## Task to carry out
Retype the records from their first line through the line containing "91], [166, 81]]", keeping every character unchanged.

### Supplied entries ###

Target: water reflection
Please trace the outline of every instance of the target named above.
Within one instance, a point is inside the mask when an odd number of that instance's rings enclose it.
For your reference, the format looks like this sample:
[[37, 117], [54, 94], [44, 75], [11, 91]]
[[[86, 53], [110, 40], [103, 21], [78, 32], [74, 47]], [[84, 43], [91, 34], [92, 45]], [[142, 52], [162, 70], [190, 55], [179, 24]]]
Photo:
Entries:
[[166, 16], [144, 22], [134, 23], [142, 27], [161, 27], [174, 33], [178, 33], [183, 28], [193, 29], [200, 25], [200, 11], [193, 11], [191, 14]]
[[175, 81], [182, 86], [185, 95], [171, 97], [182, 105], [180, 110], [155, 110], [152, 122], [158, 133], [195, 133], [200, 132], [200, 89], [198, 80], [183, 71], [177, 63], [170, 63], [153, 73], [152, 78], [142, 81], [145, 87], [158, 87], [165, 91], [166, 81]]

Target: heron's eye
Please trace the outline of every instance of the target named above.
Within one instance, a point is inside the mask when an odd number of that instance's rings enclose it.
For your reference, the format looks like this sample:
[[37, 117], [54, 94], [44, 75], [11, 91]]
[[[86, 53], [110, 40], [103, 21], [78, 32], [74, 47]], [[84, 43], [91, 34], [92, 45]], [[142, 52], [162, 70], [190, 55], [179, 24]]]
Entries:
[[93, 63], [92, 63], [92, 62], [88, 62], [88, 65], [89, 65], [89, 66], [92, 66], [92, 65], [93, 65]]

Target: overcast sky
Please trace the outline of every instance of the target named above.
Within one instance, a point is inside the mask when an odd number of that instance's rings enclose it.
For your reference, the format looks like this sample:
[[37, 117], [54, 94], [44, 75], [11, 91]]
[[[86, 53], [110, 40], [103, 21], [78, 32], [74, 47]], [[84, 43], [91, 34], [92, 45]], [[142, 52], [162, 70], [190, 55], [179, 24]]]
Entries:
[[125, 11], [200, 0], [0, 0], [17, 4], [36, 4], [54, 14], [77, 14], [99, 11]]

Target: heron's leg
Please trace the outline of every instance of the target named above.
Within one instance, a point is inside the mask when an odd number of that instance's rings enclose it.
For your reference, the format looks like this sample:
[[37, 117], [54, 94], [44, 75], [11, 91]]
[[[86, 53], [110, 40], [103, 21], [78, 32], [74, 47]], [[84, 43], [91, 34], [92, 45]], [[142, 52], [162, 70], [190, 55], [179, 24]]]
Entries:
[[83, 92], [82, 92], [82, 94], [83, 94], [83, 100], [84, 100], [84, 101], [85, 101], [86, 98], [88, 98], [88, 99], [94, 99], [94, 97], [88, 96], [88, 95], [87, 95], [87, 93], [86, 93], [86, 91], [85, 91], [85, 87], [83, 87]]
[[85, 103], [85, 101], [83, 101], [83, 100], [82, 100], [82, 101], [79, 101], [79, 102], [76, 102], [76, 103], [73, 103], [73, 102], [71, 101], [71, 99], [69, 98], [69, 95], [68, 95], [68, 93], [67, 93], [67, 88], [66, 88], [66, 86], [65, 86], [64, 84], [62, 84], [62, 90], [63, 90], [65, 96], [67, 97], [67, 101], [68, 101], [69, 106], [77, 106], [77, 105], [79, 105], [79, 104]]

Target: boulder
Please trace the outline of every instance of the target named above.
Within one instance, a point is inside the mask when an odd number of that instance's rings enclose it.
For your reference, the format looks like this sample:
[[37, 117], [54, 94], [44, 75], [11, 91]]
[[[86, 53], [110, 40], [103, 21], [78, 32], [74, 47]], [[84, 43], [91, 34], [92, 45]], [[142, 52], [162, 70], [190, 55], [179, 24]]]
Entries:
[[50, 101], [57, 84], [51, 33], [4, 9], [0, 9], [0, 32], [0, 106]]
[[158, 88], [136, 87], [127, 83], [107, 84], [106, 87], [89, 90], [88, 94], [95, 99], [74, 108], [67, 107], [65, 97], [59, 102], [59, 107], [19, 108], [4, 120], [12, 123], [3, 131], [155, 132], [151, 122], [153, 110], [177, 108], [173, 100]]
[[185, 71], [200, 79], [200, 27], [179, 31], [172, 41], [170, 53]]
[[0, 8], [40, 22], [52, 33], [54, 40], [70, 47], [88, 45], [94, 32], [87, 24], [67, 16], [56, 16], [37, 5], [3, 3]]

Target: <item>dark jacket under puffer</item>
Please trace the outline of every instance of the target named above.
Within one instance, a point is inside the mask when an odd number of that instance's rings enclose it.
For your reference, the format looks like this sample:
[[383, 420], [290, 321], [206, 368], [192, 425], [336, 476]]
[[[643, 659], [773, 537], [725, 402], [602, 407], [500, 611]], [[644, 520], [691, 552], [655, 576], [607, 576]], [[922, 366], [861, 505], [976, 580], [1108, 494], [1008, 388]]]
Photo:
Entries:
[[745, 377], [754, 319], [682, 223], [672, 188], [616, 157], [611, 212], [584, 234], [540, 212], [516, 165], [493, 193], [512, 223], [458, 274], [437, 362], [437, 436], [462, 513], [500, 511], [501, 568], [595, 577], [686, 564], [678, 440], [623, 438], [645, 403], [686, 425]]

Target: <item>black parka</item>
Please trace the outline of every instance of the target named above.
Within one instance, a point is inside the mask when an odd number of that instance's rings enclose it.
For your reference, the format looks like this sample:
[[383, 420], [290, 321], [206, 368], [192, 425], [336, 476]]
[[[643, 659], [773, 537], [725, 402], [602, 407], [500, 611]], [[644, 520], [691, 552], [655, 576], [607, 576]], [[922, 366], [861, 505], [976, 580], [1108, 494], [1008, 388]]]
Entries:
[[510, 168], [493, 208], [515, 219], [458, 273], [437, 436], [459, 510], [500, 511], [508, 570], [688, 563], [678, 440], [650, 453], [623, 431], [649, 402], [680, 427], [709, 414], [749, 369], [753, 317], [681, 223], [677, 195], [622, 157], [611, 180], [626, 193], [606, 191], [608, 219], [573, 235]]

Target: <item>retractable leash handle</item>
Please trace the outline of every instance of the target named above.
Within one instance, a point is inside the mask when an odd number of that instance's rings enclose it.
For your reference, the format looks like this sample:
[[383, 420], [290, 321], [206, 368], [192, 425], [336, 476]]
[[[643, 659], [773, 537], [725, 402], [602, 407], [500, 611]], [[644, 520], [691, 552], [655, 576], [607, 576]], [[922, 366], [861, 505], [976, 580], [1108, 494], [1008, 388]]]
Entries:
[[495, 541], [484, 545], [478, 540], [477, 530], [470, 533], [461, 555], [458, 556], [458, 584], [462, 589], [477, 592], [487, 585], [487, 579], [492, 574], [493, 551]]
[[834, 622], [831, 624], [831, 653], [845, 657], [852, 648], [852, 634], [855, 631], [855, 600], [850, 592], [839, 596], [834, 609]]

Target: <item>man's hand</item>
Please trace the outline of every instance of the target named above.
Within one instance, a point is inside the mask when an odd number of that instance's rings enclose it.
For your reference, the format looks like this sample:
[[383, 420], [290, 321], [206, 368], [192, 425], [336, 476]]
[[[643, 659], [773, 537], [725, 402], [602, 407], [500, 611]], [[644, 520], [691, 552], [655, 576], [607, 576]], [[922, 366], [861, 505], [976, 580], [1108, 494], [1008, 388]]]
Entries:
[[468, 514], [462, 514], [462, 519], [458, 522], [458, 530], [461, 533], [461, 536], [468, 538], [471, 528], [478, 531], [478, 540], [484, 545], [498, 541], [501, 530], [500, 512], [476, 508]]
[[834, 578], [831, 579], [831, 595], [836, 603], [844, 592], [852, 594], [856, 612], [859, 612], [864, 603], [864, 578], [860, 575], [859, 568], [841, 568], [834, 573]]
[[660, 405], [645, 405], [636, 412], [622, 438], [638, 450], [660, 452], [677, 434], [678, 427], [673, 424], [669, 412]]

###

## Output of the task
Target: water reflection
Please trace the outline of every instance of the target named above.
Within one instance, a point is inside the mask when an odd number of that instance's rings enclose it.
For your reference, the format looks like this sample:
[[37, 117], [54, 94], [44, 75], [11, 91]]
[[[86, 53], [110, 40], [103, 21], [78, 32], [74, 47]], [[84, 43], [91, 34], [92, 45]], [[142, 52], [162, 70], [190, 55], [179, 24]]]
Photo:
Entries:
[[166, 16], [144, 22], [134, 23], [142, 27], [161, 27], [174, 33], [178, 33], [183, 28], [193, 29], [200, 25], [200, 11], [193, 11], [191, 14]]
[[175, 81], [182, 86], [185, 95], [171, 97], [182, 105], [180, 110], [155, 110], [152, 122], [158, 133], [195, 133], [200, 132], [200, 89], [198, 80], [183, 71], [177, 63], [170, 63], [153, 73], [152, 78], [142, 81], [145, 87], [158, 87], [165, 91], [166, 81]]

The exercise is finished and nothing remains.